--- INSTRUCTION ---
Please repeat, word for word, the part of the listing that opens with the line containing "For each instance of the building" and closes with the line containing "(1019, 587)", including both of those lines and nothing else.

--- ROWS ---
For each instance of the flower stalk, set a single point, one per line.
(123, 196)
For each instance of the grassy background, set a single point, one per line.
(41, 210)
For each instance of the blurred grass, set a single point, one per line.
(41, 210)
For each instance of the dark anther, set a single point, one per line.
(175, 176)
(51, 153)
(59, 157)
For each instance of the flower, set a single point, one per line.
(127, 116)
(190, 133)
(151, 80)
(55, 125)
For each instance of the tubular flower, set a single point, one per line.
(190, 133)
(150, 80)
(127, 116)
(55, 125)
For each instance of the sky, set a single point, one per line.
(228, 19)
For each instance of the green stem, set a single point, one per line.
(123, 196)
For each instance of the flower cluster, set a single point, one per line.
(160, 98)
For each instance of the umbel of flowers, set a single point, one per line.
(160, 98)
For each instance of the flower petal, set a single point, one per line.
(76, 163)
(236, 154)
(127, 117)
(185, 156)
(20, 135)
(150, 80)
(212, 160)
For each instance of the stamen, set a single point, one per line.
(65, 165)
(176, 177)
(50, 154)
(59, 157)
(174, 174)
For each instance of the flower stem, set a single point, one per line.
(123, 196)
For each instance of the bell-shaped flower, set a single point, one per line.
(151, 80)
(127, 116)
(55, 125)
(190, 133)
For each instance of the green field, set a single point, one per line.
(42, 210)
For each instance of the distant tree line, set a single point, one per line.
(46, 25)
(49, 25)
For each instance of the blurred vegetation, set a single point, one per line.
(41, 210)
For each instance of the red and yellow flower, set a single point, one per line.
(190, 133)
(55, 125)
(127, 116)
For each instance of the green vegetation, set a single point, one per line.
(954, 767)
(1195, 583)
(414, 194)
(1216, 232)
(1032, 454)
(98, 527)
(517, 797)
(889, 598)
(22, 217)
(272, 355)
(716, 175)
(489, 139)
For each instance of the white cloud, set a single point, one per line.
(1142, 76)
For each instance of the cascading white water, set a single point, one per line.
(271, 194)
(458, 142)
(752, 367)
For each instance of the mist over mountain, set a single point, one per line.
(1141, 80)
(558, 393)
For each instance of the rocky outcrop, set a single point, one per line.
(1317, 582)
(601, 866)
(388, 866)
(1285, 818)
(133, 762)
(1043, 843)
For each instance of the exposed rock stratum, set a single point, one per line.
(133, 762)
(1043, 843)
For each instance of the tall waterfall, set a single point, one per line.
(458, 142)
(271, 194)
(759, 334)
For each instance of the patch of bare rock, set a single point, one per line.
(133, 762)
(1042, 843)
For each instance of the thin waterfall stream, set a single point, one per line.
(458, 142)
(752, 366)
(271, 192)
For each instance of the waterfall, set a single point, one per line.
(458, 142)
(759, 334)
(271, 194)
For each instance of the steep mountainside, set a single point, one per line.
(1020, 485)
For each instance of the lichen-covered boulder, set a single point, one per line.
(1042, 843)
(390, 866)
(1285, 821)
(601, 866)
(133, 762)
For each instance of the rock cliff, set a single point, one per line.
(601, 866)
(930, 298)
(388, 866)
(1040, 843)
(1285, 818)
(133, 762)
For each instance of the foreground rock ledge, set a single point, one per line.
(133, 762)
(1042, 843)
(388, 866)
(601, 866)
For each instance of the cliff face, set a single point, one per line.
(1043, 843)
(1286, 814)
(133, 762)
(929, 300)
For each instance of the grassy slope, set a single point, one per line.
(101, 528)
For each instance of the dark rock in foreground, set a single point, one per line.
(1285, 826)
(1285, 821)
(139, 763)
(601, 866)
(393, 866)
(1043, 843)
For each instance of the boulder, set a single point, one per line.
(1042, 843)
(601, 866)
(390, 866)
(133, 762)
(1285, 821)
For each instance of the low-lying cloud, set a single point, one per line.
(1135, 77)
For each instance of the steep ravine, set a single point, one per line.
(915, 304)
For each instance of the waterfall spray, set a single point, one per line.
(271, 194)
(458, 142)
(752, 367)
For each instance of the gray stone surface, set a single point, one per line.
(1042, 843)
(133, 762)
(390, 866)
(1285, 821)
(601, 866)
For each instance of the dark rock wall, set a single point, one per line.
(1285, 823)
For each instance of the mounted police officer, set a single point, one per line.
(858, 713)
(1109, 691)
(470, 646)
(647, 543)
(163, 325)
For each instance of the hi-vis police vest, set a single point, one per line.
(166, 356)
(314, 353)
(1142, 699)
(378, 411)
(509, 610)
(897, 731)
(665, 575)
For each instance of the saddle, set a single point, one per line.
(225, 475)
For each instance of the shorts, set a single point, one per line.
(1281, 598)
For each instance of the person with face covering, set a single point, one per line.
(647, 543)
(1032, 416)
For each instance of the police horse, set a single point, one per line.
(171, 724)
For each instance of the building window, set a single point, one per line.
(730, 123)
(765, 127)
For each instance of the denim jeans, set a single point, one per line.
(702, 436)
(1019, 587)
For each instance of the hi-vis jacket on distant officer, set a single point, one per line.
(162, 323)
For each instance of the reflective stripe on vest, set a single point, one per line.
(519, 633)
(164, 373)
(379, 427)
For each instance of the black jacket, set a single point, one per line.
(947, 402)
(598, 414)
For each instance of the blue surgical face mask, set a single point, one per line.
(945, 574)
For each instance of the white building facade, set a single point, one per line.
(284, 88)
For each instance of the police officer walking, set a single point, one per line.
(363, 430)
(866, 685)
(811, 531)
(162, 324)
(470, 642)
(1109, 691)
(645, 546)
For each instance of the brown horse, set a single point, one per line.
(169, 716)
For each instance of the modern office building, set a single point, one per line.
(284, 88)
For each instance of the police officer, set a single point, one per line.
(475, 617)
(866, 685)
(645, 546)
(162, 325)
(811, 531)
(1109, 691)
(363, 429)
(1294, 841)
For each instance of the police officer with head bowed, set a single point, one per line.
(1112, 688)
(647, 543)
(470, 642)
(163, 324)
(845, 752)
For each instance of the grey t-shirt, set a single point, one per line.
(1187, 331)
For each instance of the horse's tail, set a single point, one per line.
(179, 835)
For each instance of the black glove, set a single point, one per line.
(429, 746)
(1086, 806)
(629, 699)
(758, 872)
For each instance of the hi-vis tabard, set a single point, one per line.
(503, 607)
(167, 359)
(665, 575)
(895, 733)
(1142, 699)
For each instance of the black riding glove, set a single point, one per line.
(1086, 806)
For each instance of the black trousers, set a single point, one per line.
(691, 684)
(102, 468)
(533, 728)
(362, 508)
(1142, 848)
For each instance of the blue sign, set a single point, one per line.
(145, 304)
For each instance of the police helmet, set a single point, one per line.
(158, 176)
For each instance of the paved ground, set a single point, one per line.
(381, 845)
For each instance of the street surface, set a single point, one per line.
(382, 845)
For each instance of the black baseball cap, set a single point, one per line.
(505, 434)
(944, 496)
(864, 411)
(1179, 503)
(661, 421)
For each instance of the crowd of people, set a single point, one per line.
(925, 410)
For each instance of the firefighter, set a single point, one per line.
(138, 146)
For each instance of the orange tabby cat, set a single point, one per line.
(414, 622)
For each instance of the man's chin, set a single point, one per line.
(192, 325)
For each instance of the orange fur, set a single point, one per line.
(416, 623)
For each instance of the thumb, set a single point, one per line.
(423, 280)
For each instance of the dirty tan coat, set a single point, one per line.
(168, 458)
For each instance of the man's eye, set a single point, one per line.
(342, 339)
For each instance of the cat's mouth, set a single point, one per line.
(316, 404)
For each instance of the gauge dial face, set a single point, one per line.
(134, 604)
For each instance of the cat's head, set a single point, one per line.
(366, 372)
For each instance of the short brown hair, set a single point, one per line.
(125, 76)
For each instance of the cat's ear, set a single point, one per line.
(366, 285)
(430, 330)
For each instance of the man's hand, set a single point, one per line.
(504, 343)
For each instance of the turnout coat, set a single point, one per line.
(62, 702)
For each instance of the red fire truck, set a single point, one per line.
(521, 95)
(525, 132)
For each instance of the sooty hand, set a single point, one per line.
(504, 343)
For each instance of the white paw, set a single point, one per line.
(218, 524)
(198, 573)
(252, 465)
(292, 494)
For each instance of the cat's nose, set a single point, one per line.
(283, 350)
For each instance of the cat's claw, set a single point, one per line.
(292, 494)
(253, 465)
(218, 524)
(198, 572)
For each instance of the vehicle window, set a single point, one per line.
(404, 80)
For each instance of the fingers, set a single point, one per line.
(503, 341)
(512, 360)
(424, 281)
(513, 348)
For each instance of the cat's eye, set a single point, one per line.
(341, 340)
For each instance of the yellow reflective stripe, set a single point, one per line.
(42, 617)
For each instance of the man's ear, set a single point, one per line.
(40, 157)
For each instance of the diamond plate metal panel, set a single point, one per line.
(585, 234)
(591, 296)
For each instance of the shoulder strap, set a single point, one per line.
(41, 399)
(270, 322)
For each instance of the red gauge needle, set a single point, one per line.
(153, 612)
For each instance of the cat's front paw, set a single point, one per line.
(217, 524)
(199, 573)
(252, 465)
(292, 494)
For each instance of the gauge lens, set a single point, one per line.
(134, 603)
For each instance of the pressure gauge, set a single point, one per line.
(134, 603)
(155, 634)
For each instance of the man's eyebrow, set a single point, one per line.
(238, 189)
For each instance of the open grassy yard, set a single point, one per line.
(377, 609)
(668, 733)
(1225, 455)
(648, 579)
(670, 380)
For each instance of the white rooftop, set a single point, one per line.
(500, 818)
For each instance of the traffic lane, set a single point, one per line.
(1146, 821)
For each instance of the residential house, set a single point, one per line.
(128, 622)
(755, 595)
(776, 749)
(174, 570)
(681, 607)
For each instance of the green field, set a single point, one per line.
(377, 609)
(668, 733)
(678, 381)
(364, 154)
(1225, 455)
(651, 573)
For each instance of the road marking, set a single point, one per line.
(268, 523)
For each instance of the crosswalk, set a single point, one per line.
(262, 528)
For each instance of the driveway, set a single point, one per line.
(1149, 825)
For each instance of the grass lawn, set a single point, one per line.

--- FULL OUTPUT ---
For each instance of the building window, set a single point, one per line.
(730, 123)
(765, 127)
For each instance of the denim jeans, set a single point, one per line.
(702, 436)
(1019, 587)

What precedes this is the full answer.